%%

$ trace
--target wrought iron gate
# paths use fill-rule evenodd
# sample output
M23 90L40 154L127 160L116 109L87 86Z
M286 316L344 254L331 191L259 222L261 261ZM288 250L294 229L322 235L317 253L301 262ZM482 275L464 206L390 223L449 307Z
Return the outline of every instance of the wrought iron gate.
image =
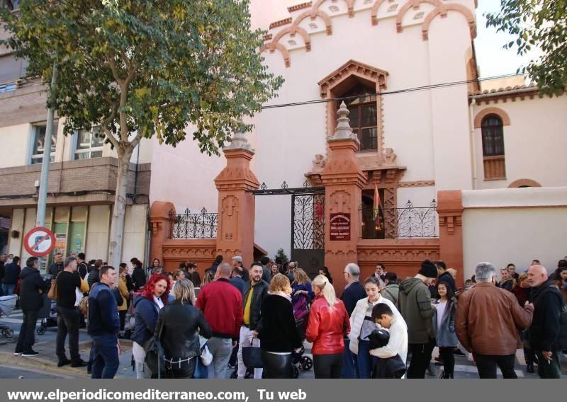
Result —
M310 277L325 265L325 193L291 196L291 260Z

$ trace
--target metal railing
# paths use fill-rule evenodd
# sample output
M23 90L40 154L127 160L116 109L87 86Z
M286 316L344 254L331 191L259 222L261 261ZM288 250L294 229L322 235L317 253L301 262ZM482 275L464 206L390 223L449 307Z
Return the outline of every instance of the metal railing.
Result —
M30 84L31 82L39 79L39 76L30 76L28 78L21 78L19 79L15 79L13 81L6 81L4 82L0 82L0 93L3 93L4 92L10 92L11 91L16 91L16 89L20 89L23 88L26 85Z
M408 201L403 208L361 207L362 239L439 237L437 203L415 207Z
M218 214L203 208L199 213L191 213L187 208L181 214L169 212L172 224L171 239L215 239Z

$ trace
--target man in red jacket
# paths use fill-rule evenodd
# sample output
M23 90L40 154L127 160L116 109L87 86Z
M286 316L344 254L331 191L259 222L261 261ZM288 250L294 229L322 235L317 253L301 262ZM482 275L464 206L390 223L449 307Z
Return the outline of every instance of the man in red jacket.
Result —
M228 360L242 325L242 296L229 282L232 272L227 263L218 265L215 280L203 287L197 298L196 306L213 330L213 338L208 340L213 354L208 378L226 378Z

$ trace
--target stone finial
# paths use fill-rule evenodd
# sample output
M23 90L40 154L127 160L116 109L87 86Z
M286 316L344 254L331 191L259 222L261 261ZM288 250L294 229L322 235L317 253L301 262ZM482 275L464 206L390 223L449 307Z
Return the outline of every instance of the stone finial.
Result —
M354 139L358 144L359 139L357 134L352 132L349 122L350 119L347 117L350 111L347 108L344 101L341 102L341 105L337 111L338 117L337 118L337 128L335 129L335 134L329 137L329 141L337 141L339 139Z
M229 151L233 149L245 149L246 151L249 151L253 154L254 150L248 143L248 140L245 136L245 132L243 128L237 131L230 139L230 144L228 146L225 147L224 150Z

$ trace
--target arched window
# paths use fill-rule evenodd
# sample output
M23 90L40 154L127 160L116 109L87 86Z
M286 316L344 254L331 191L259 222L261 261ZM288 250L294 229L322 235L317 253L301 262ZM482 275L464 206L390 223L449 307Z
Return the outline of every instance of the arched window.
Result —
M359 137L361 151L378 149L378 113L376 90L358 84L342 96L347 98L350 127Z
M504 155L504 130L502 119L496 115L490 115L483 120L483 156L497 156Z
M498 115L488 115L482 120L484 180L506 178L503 126L502 118Z

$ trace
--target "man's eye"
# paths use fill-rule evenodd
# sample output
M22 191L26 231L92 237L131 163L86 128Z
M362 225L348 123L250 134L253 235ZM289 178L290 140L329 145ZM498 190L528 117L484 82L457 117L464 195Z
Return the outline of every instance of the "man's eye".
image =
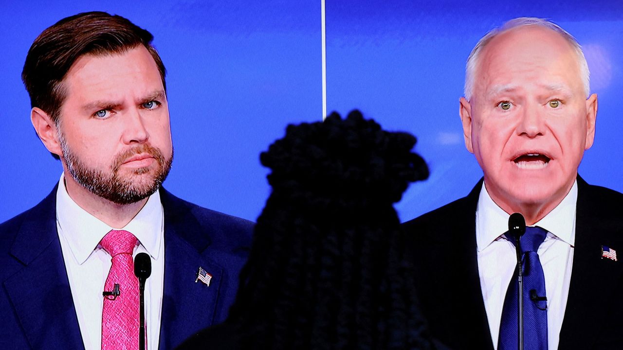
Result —
M158 101L150 101L149 102L145 102L143 104L143 108L146 108L148 110L153 110L160 105L160 103Z
M498 106L505 111L510 110L511 106L513 104L508 101L502 101L502 102L498 103Z
M97 111L97 112L95 112L93 115L97 116L97 118L100 118L103 119L103 118L108 116L108 115L110 115L110 112L108 111L108 110L100 110Z

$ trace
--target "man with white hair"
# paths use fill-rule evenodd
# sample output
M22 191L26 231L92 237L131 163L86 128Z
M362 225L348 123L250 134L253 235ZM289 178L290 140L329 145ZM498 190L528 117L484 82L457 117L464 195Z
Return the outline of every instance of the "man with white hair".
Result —
M520 243L525 349L623 345L623 195L578 174L597 95L580 45L558 26L517 18L470 55L460 115L484 174L465 197L404 224L433 336L453 349L518 348ZM434 263L433 262L434 262Z

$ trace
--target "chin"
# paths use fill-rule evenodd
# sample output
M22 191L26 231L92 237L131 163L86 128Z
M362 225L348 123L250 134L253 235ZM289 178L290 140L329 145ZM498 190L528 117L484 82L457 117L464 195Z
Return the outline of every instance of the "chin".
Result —
M510 197L520 206L541 206L553 202L562 201L561 184L553 184L551 181L519 182L508 192Z

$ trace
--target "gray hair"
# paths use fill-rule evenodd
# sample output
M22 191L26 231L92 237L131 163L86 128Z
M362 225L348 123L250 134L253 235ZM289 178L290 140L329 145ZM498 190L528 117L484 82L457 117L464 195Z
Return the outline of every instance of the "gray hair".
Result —
M573 35L567 32L566 31L560 27L559 26L550 22L546 19L536 18L533 17L520 17L511 19L505 23L502 27L494 28L489 32L482 37L478 44L472 50L469 57L467 59L467 64L465 65L465 97L469 101L472 98L472 94L473 92L474 75L476 73L476 68L480 64L480 53L483 49L497 35L518 27L526 26L540 26L545 28L548 28L562 35L563 38L567 40L578 55L578 63L580 66L580 76L582 78L582 82L584 84L584 92L588 97L591 92L590 76L591 72L588 70L588 64L586 63L586 59L584 57L584 52L582 51L582 47L578 43L576 38Z

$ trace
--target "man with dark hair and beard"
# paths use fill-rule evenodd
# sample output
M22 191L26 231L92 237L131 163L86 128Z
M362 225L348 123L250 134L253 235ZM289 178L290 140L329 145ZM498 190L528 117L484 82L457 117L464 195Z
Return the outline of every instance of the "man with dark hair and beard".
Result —
M151 263L146 348L172 348L227 316L252 223L161 187L173 149L153 39L93 12L50 27L28 52L31 119L63 174L0 224L0 348L138 348L140 253Z

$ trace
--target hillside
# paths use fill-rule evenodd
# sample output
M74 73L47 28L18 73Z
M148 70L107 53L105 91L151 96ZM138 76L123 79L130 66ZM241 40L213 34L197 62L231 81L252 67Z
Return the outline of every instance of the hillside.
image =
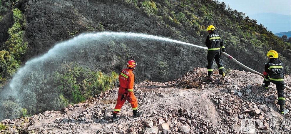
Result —
M291 30L291 15L264 13L252 14L250 17L256 18L258 24L263 24L265 27L274 34Z
M286 35L287 36L287 38L288 38L291 37L291 31L276 33L275 35L280 37L282 37L283 35Z
M2 123L6 128L0 133L238 133L241 130L251 132L247 131L248 128L241 128L247 125L244 122L246 119L253 120L249 120L253 121L254 130L260 133L291 132L290 114L282 116L278 112L275 85L265 90L260 87L261 77L235 70L221 80L209 82L205 79L206 70L194 69L173 81L145 81L136 85L139 111L144 113L140 117L131 117L132 111L126 102L119 115L120 119L111 121L118 91L114 88L61 111L4 120ZM219 78L218 72L214 73ZM291 77L285 78L290 86ZM285 91L288 100L290 92ZM286 107L290 108L291 104L287 102Z

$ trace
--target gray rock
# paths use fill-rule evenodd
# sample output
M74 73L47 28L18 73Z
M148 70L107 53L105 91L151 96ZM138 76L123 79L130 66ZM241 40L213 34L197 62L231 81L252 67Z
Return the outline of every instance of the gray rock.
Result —
M186 133L189 133L190 132L190 127L185 125L182 125L180 126L179 130L181 132Z
M289 131L290 130L290 128L288 126L286 126L283 127L283 129L286 131Z
M161 126L163 129L170 130L170 126L167 123L162 124Z
M266 102L268 103L270 103L271 102L270 99L268 99L267 98L265 98L265 101L266 101Z
M170 130L164 129L163 130L163 133L164 134L171 134L172 133L172 131Z
M242 93L241 92L238 92L238 95L239 96L241 97L242 96Z
M252 86L251 89L252 90L252 92L255 94L257 94L258 92L259 89L257 86Z
M247 89L245 90L245 92L252 92L252 90L250 89Z
M252 85L247 85L246 87L247 87L247 89L250 89L251 87L252 87Z
M153 126L151 128L146 128L145 134L157 134L159 132L159 128L158 127Z

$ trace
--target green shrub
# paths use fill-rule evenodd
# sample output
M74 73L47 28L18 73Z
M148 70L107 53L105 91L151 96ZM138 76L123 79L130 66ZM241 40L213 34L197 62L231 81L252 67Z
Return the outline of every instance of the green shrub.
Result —
M105 30L103 25L102 25L102 23L101 22L99 22L98 26L96 27L96 29L97 31L103 31Z
M141 7L148 15L153 15L157 13L158 9L154 2L144 1L141 2Z
M26 116L26 114L27 113L27 110L26 110L25 108L22 108L22 116L24 117Z
M5 130L8 128L8 126L6 125L2 124L2 123L0 123L0 130Z
M24 20L23 15L21 11L16 8L12 9L12 11L13 12L13 19L14 22L19 22L22 24Z
M185 14L181 12L179 12L176 16L177 19L181 22L184 22L187 20L187 18L186 17Z

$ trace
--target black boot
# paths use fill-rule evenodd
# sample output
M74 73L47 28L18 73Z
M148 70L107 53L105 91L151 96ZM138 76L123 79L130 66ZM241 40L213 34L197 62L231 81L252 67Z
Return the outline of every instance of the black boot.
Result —
M137 109L133 110L132 111L133 112L133 117L135 118L139 117L143 114L143 112L138 112Z
M285 109L285 105L280 105L280 112L281 113L281 114L283 115L286 115L289 112L289 110L287 108Z
M113 116L112 116L112 120L117 120L119 119L117 117L117 113L113 113Z

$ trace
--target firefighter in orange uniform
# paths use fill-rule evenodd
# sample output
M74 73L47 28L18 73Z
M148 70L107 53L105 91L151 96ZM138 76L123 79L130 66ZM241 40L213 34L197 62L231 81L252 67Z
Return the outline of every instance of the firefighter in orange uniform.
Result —
M122 70L119 75L120 87L118 90L117 104L113 112L112 119L113 120L118 119L117 114L120 112L120 109L127 100L131 104L134 117L138 117L143 113L142 112L138 112L137 99L133 92L134 75L132 71L134 70L136 65L134 60L128 61L127 64L128 68Z

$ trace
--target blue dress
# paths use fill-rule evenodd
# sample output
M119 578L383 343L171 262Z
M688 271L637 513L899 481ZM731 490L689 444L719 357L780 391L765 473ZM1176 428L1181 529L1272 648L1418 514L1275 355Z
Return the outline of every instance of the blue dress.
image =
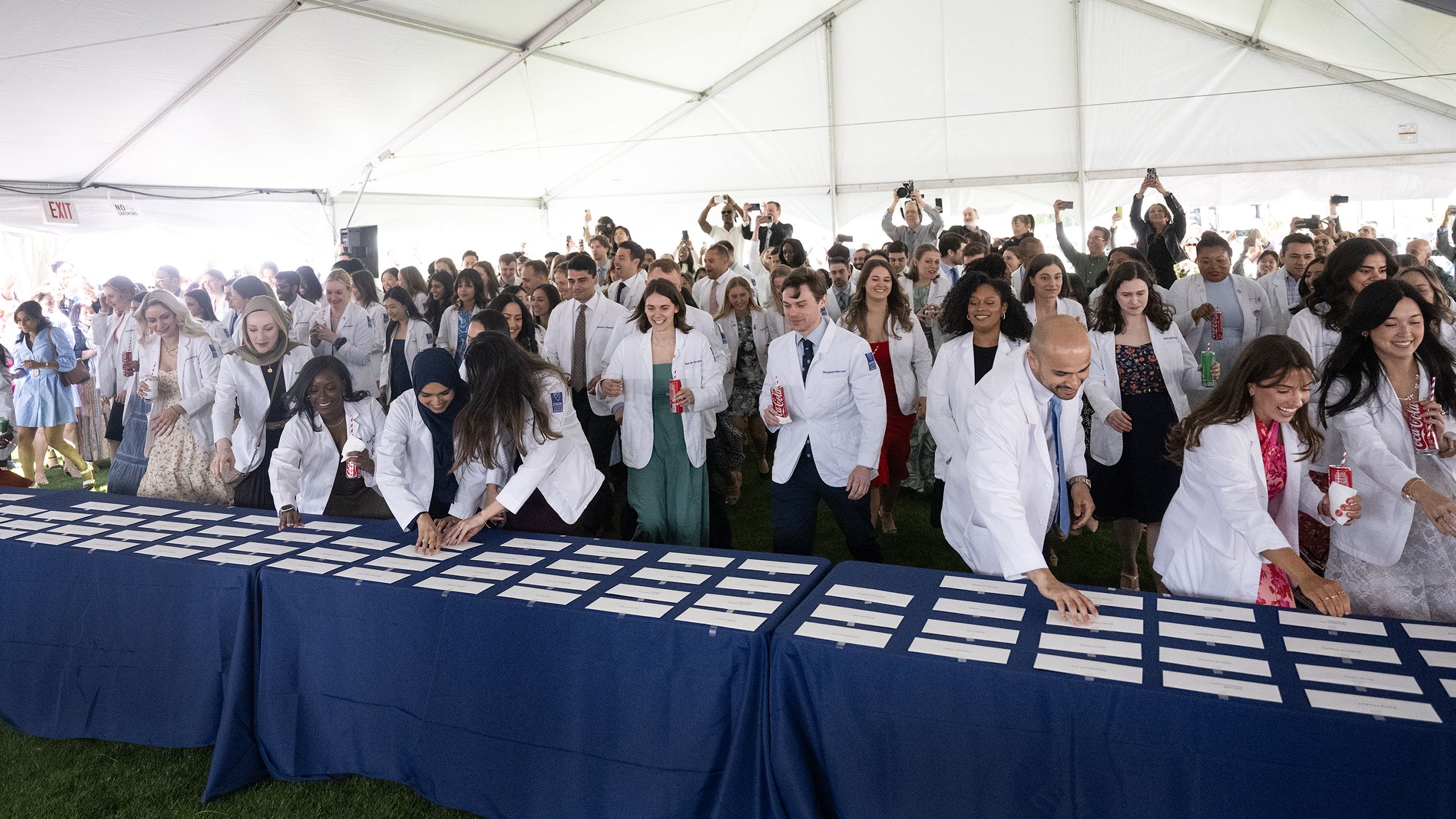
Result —
M28 340L22 332L10 353L16 367L20 361L57 361L60 369L20 370L15 380L15 426L55 427L76 421L76 396L61 383L61 370L76 367L68 328L47 328Z

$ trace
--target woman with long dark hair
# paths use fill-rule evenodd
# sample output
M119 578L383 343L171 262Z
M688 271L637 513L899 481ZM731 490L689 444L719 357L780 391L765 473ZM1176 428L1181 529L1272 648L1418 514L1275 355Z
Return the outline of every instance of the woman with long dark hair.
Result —
M993 259L994 270L1005 271L999 256L987 259ZM945 296L941 331L945 342L926 383L925 412L925 423L935 436L935 477L942 484L935 498L942 503L932 504L932 517L939 519L948 541L962 542L960 536L952 539L952 533L964 532L970 520L970 494L964 485L952 487L949 475L951 463L967 456L971 424L967 408L976 385L992 367L1031 341L1031 319L1005 278L971 271Z
M1326 574L1360 614L1456 621L1456 361L1436 322L1414 287L1374 281L1356 296L1325 363L1322 415L1370 498L1369 525L1332 529ZM1414 434L1431 446L1418 450Z
M540 353L542 331L536 326L536 316L515 293L501 293L491 300L489 307L505 316L505 325L511 328L511 338L526 351Z
M1092 315L1092 367L1082 388L1092 407L1088 477L1098 520L1111 520L1123 554L1121 587L1139 589L1137 542L1147 530L1147 561L1178 488L1168 461L1168 430L1188 415L1201 372L1153 271L1125 262L1107 281L1109 297ZM1213 377L1219 377L1219 364Z
M910 430L925 417L930 379L930 342L910 312L910 299L888 262L871 258L859 273L855 296L839 325L869 342L885 388L885 439L879 472L869 487L869 525L897 532L895 498L910 477Z
M419 310L425 315L425 321L430 322L430 332L440 335L440 318L444 316L446 307L450 306L450 299L454 294L454 275L437 270L430 274L430 290L427 291L425 309Z
M628 503L638 513L635 539L706 546L708 437L712 408L722 401L722 370L708 338L692 332L673 281L648 280L628 321L638 332L612 354L601 392L620 404Z
M1147 208L1147 219L1143 219L1143 194L1147 188L1156 189L1168 204L1155 204ZM1158 176L1143 179L1143 187L1133 197L1133 208L1128 211L1128 222L1137 233L1137 246L1144 248L1147 264L1158 275L1159 287L1168 289L1178 280L1178 262L1187 254L1182 249L1184 233L1188 232L1188 220L1184 217L1182 205L1168 192ZM1230 254L1232 255L1232 254Z
M298 370L285 396L288 421L268 465L280 530L303 525L304 514L390 519L373 459L384 411L368 398L333 356L312 358Z
M414 388L415 356L435 345L424 316L415 309L415 300L403 287L384 293L384 357L379 369L379 393L387 405Z
M1245 345L1213 393L1168 434L1182 481L1163 514L1153 570L1175 595L1294 605L1294 587L1328 615L1350 614L1340 583L1299 557L1299 512L1329 519L1309 479L1321 433L1309 417L1309 353L1283 335ZM1344 506L1360 514L1358 495Z
M66 440L66 424L76 421L71 388L61 383L61 373L76 369L71 334L58 329L45 318L38 302L22 302L15 309L15 324L20 335L15 340L13 358L25 375L15 386L16 458L20 474L28 481L45 482L44 472L35 475L35 433L45 430L45 443L82 474L82 485L96 484L89 463Z
M454 302L440 316L435 331L435 347L450 353L456 364L464 361L464 348L470 329L470 316L486 306L485 281L475 268L464 268L456 277Z
M447 544L464 542L489 520L569 535L604 478L566 375L498 332L470 345L466 370L473 388L457 424L456 468L462 487L485 485L485 504L450 528Z

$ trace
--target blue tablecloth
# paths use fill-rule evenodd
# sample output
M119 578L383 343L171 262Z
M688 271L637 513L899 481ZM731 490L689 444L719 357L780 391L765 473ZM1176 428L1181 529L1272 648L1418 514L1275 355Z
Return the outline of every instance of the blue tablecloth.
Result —
M1092 634L1048 625L1050 603L1025 584L993 580L983 586L1012 593L942 587L943 579L958 583L970 577L842 563L779 625L769 713L772 771L788 816L1456 815L1456 683L1447 688L1441 682L1456 679L1456 669L1431 667L1421 654L1456 651L1453 632L1444 632L1446 640L1417 640L1396 621L1374 621L1385 635L1329 632L1283 624L1280 609L1268 606L1232 606L1229 614L1235 616L1252 612L1252 622L1210 619L1162 611L1169 605L1166 597L1121 595L1107 599L1136 600L1142 609L1099 603L1102 614L1137 621L1133 628L1142 632ZM853 587L913 597L904 606L863 602L855 599L860 593ZM1018 596L1015 587L1024 595ZM941 599L973 606L938 603ZM872 614L836 612L821 605ZM960 614L1015 616L1005 609L978 608L984 605L1024 609L1024 616L1016 621ZM903 619L894 622L894 615ZM849 627L833 616L859 622ZM927 630L927 621L939 622ZM1165 624L1245 632L1233 637L1241 641L1254 634L1262 648L1174 638L1163 634ZM834 627L847 631L830 631ZM796 634L805 628L826 638ZM967 628L1015 631L978 631L981 637L974 643L936 634L967 634ZM1117 651L1134 644L1140 659L1104 654L1089 660L1086 653L1040 648L1044 635L1051 641L1117 641L1123 646L1105 647ZM884 641L884 647L855 644L846 637ZM1399 662L1345 663L1297 653L1290 638L1334 643L1337 651L1393 650L1388 657ZM999 648L1009 653L1002 665L916 653L911 644L980 657L996 656ZM1265 683L1277 688L1281 702L1166 688L1165 681L1179 673L1214 675L1184 665L1190 656L1179 651L1224 657L1192 662L1262 660L1270 676L1224 672L1214 676L1214 685ZM1140 682L1042 670L1034 667L1047 662L1038 656L1123 666L1114 673L1139 667ZM1175 656L1181 662L1169 662ZM1296 665L1309 666L1305 673L1315 675L1332 667L1414 678L1420 694L1302 681ZM1440 723L1313 708L1306 691L1315 697L1332 692L1424 702L1420 708Z
M258 570L199 560L208 548L181 558L138 554L215 523L176 512L234 510L124 500L0 493L0 718L52 739L217 742L227 751L213 756L214 787L253 781L262 774L250 736ZM167 512L128 514L138 503ZM118 532L144 539L119 541ZM124 551L86 548L93 538Z
M722 564L684 565L664 546L555 538L508 545L513 533L486 530L476 538L482 545L416 570L376 563L418 560L395 554L411 542L397 528L367 525L351 535L393 545L335 538L317 546L344 554L300 549L284 558L333 561L329 574L275 564L259 574L258 739L275 778L363 774L492 819L775 816L769 632L826 561L677 551ZM601 546L606 554L593 554ZM744 568L756 560L782 561L780 571ZM499 574L462 577L462 567ZM371 580L347 577L358 568ZM402 577L371 574L381 568ZM534 580L578 596L563 605L508 596L553 596L524 583L542 574ZM441 579L489 586L416 586ZM609 595L623 584L645 590ZM588 608L635 606L638 596L651 605L661 595L673 599L658 603L660 618ZM727 612L702 615L716 625L678 619L712 605L770 611L740 612L763 618L737 621L745 628L727 625L735 621Z

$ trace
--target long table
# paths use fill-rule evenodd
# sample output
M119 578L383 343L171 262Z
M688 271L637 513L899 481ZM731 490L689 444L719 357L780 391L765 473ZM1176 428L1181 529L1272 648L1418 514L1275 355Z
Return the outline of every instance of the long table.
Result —
M788 816L1456 815L1456 628L1093 595L836 565L773 637Z
M215 743L211 787L255 781L258 570L220 563L227 541L202 533L239 514L119 500L0 493L0 718L52 739Z

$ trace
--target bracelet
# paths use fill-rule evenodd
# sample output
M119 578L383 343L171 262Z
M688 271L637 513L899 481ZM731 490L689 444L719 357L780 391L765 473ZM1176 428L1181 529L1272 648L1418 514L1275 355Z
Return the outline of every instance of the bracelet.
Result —
M1411 497L1411 488L1415 485L1417 481L1420 481L1421 484L1425 482L1420 477L1411 478L1409 481L1405 482L1404 487L1401 487L1401 497L1404 497L1405 500L1408 500L1411 503L1415 503L1415 498Z

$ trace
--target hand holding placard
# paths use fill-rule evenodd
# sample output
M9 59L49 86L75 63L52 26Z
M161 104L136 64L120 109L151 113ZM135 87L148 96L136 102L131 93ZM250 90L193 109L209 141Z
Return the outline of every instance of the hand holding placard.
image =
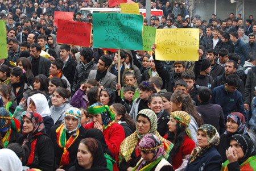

%%

» **The request**
Gather every line of the listing above that contains the string "tablecloth", matching its case.

» **Solution to the exercise**
--target blue tablecloth
Return the outline of every instance of the blue tablecloth.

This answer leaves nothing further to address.